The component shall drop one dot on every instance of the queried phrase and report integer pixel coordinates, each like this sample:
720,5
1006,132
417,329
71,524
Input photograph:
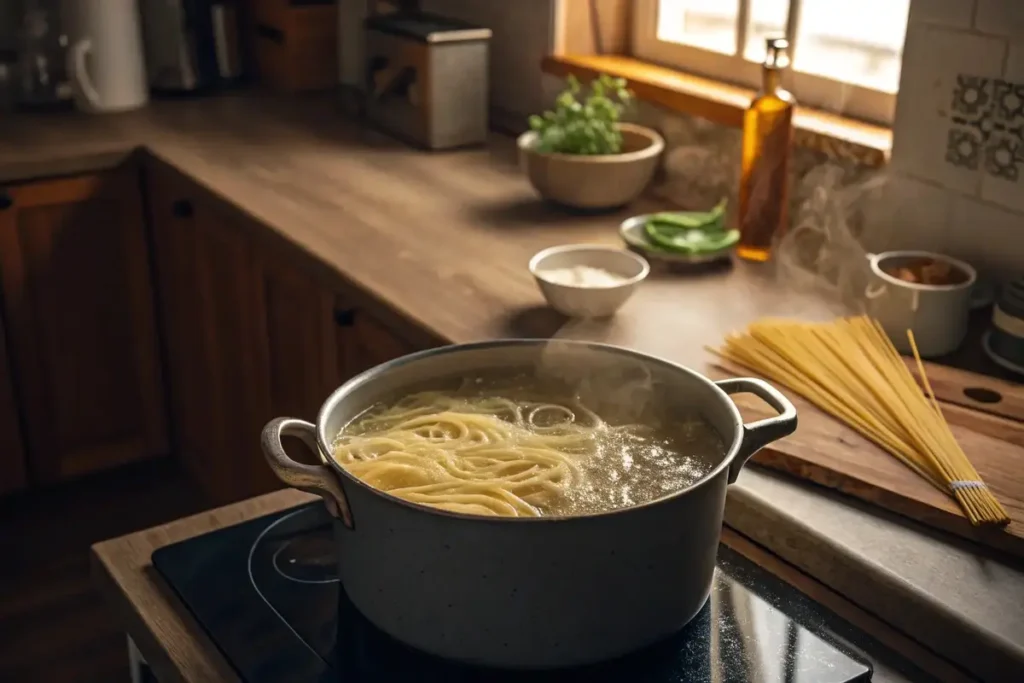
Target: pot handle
━━━━
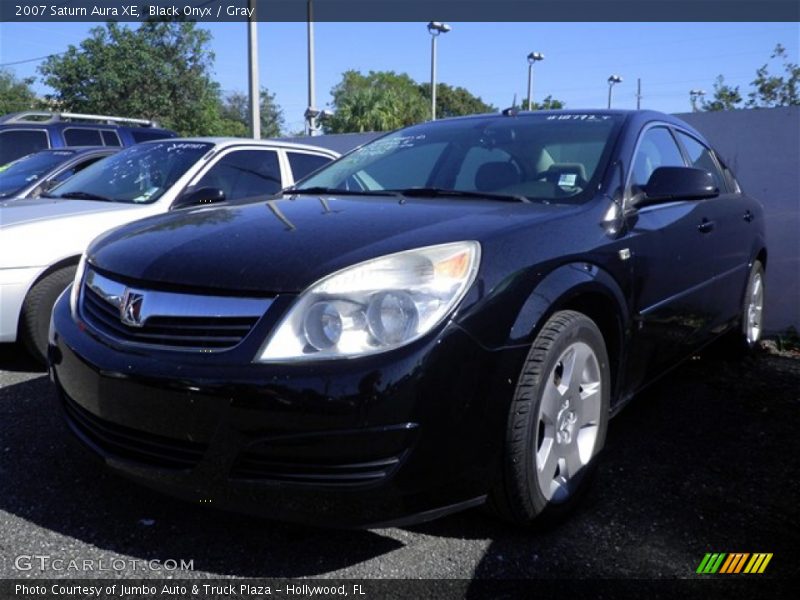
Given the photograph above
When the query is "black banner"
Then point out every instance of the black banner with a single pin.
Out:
━━━━
- ABOUT THIS TASK:
Using the records above, return verbatim only the part that opens with the line containing "The component shall" and closes with the line containing "Target: pot handle"; pictures stay out.

- THE ANSWER:
The component shall drop one dot on every instance of the queried phrase and report integer pixel coordinates, each like this sample:
720,5
1006,132
417,329
71,524
Input photograph:
Target: pot handle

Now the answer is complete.